> [TEXT SEGMENT]:
▬▬▬
RE: [xsl] getting the text nodes from a set of attribute nodes

Subject: RE: [xsl] getting the text nodes from a set of attribute nodes
From: "Robert P. J. Day" <rpjday@xxxxxxxxxxxxxx>
Date: Thu, 4 Sep 2003 14:53:41 -0400 (EDT)
On Thu, 4 Sep 2003, Michael Kay wrote:

> >   <a>
> >    <b attr="w1 w3 w6">...</b>
> >    <b attr="w2 w12 w3 w7">...</b>
> >    ... more <b>s here ...
> >   </a>
> > 
> > when processing an <a> element, i need to calculate the 
> > maximum number of whitespace-separated words for any 
> > "b/@attr" attribute. so just what you see above, the value 
> > would be 4, based on that second <b> child of <a>.
> > 
> > AFAICT, this will involve three steps:
> > 
> > 1) collect the "b/@attr" attributes (easy)
> > 2) normalize space and word count each of those attribute values
> >    (again, easy, stealing from kay, p. 527, the "word-count"
> >    template :-)
> > 3) finding the maximum of those values
> 
> You can count the words without recursive processing:
> 
> $x := normalize-space(@attr)
▬▬▬
> [TASK STATEMENT]: Reproduce the XSL mailing-list message word for word, beginning at "Subject: RE: [xsl]" and stopping after "<b>s here ...". Rely only on the XSL mailing-list message for this work.
▬▬▬
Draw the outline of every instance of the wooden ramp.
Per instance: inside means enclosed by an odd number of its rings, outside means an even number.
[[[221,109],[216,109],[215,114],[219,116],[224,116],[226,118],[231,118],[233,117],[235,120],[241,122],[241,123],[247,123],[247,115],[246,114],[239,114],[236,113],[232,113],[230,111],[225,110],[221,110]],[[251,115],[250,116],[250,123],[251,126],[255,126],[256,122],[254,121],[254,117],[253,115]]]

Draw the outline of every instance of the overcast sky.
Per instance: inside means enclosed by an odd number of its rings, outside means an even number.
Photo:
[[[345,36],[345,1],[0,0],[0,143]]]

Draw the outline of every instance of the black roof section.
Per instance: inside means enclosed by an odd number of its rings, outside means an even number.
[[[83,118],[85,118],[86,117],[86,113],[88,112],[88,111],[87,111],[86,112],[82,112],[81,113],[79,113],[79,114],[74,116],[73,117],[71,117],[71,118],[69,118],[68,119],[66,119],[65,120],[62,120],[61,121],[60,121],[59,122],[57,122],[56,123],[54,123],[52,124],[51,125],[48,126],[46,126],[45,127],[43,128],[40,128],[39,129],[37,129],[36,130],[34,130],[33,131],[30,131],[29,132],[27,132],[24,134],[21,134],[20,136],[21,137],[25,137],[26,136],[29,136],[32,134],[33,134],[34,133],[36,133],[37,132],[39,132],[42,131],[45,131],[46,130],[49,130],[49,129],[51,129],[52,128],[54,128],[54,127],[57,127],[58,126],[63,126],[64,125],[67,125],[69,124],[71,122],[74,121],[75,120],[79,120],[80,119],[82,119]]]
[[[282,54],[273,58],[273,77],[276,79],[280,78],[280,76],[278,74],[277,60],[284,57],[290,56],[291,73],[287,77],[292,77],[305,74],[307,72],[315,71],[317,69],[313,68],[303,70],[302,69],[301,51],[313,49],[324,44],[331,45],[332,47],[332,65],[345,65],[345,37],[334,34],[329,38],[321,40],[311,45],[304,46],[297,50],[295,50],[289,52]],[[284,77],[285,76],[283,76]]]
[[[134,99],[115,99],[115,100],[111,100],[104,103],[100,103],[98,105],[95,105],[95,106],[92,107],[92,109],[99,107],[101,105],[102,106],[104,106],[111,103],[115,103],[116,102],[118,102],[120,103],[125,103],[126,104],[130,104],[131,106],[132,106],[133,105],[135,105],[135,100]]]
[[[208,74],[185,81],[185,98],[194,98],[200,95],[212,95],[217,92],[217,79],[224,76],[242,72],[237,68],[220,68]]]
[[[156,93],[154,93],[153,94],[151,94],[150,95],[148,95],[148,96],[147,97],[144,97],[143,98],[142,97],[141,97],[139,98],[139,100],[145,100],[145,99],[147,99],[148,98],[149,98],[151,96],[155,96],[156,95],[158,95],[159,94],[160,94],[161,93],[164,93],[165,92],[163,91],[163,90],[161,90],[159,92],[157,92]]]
▬▬▬
> [ANSWER BELOW]:
Subject: RE: [xsl] getting the text nodes from a set of attribute nodes
From: "Robert P. J. Day" <rpjday@xxxxxxxxxxxxxx>
Date: Thu, 4 Sep 2003 14:53:41 -0400 (EDT)
On Thu, 4 Sep 2003, Michael Kay wrote:

> >   <a>
> >    <b attr="w1 w3 w6">...</b>
> >    <b attr="w2 w12 w3 w7">...</b>
> >    ... more <b>s here ...